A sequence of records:

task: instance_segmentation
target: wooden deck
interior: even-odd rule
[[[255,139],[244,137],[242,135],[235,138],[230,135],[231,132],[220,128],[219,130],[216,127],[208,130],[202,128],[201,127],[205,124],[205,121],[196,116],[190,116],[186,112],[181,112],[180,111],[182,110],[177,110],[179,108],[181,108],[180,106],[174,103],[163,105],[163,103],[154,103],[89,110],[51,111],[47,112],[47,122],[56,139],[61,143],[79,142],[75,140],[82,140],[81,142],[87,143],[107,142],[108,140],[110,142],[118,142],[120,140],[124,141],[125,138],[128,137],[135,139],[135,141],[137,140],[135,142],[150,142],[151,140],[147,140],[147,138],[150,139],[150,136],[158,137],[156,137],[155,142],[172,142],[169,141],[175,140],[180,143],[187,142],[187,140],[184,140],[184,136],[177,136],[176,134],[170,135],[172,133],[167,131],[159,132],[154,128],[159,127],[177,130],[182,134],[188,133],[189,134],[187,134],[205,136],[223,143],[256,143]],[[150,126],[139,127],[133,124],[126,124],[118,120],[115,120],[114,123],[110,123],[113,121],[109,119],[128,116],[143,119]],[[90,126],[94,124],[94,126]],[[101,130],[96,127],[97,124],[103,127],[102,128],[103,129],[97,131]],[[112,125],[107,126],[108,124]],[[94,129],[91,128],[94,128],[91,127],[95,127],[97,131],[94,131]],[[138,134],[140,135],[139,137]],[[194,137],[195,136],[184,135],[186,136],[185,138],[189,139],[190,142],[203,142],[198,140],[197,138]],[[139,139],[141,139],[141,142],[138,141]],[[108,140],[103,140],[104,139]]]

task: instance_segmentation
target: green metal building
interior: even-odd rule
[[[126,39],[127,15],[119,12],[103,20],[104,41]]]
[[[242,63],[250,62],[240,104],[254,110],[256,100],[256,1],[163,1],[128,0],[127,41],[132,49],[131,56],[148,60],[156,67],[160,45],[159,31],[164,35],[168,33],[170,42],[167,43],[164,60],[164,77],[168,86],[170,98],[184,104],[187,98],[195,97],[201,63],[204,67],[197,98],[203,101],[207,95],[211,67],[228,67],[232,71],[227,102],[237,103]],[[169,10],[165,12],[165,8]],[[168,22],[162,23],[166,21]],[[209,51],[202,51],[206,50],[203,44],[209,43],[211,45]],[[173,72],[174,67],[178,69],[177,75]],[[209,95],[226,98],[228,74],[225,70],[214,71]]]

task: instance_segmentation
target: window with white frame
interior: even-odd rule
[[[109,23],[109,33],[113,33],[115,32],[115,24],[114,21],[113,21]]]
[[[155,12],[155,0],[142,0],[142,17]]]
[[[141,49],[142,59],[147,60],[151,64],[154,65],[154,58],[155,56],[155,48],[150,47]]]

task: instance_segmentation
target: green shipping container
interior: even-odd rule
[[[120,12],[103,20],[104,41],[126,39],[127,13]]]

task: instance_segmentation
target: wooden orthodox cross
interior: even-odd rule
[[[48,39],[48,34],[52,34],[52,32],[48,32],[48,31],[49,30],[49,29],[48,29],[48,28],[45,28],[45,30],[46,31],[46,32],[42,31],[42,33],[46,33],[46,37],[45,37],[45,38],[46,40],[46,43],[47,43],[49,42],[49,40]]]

• _Given problem_: Count the lines in the records above that contain the string "wooden", treating uppercase and lowercase as distinct. Reply with the number alone.

• _Answer to this task_: 2